Stated exercise:
Update the records below by changing every "Bounding boxes" to "Detection boxes" and keeping all other text the same. Leave the pictures out of your answer.

Supplied records:
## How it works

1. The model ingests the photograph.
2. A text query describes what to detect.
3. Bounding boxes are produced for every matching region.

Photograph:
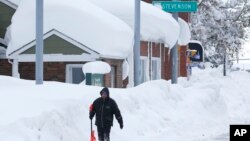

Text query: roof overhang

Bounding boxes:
[7,29,100,61]
[0,0,17,9]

Task response:
## How it works

1. The model ingests the photograph.
2. A text query describes what to detect.
3. Detection boxes are produced for every matching region.

Photograph:

Text query: roof overhang

Detection boxes:
[7,29,100,61]
[0,0,17,9]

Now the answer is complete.